Provided text section start

German women's rights activist and author

Ulrike Henschke (24 November 1830 – 1 November 1897, Baden-Baden) was a German women's rights activist, advocate of secondary and vocational education for women and founder of the Victoria Continuation School, a technical college for women. She was also an accomplished author, including writing the novel Gertrud von Stein under the pseudonym Clara Ulrici.

==Bibliography==
Ulrike Henschke was born on 24 November 1830 in the town of Krotoszyn in Prussia. She was a member of the Lette-Verein, which strove to expand education across the country, particularly to those who had previously not had the opportunity to receive higher education. Through her work with the society, Henschke set up the "Dienstmädchenfortbildung", or training scheme for domestic servants. Subsequently, she founded the Viktoria-Fortbildungsschule, or Victoria Continuation School, a technical college in Berlin. Opening its doors in 1878, the School was patronised by Crown Princess Victoria. Henschke was appointed the first director and developed a new and comprehensive programme for the students that combined vocational and general education.

Henschke married the President of the Senate of Berlin, Wilhelm Henschke, and had a daughter, Margarete, with whom she co-wrote a textbook on tertiary education. As well as being a respected author of texts on education, she also published the novel Gertrud von Stein under the pseudonym Clara Ulrici, in 1870. Henschke died on 1 November 1897 in Baden-Baden.

Provided text section end
Record excerpts section start

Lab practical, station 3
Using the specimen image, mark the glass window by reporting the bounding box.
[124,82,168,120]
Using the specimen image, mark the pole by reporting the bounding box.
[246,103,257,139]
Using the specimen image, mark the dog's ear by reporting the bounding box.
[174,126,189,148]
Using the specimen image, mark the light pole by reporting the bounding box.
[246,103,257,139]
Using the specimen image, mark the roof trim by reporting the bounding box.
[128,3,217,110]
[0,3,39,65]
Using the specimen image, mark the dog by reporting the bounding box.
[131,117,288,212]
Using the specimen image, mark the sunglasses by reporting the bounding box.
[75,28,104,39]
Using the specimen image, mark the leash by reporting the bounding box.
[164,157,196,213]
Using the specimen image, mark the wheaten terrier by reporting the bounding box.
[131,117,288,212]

Record excerpts section end
Record excerpts section start

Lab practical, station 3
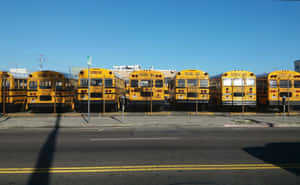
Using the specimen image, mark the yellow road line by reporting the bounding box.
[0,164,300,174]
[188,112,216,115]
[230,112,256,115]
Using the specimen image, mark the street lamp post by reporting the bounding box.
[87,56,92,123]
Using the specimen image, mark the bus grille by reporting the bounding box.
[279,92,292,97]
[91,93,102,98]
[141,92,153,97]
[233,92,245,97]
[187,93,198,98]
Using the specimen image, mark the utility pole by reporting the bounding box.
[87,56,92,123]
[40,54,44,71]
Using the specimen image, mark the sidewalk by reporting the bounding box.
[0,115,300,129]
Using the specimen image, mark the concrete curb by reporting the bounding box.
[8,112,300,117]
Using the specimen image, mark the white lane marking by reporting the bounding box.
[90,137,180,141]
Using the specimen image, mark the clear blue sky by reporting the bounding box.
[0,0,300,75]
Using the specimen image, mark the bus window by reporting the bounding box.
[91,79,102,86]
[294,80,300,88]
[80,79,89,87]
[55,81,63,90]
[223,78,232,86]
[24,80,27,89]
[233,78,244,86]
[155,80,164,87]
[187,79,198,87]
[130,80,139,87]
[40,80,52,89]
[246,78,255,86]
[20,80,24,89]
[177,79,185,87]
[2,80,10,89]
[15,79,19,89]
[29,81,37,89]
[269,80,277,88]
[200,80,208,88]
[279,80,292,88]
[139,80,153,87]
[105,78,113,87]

Record excerpts section end
Record excerpts section start

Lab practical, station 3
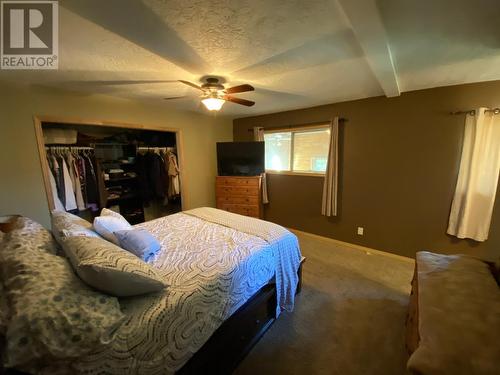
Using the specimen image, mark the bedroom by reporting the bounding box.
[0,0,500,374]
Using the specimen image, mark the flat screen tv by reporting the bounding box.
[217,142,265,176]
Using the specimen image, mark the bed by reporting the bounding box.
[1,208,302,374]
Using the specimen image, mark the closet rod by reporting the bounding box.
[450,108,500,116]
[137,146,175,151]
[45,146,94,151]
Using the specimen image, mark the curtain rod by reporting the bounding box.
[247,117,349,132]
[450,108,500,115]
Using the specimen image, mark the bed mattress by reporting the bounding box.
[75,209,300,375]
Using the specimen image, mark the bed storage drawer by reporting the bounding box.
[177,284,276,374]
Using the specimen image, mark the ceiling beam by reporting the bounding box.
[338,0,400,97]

Record excerpts section end

**What this task involves**
List every place name that appears in the text about Ulrike Henschke above, giving each one once.

**Response to the task**
Baden-Baden, Krotoszyn, Prussia, Berlin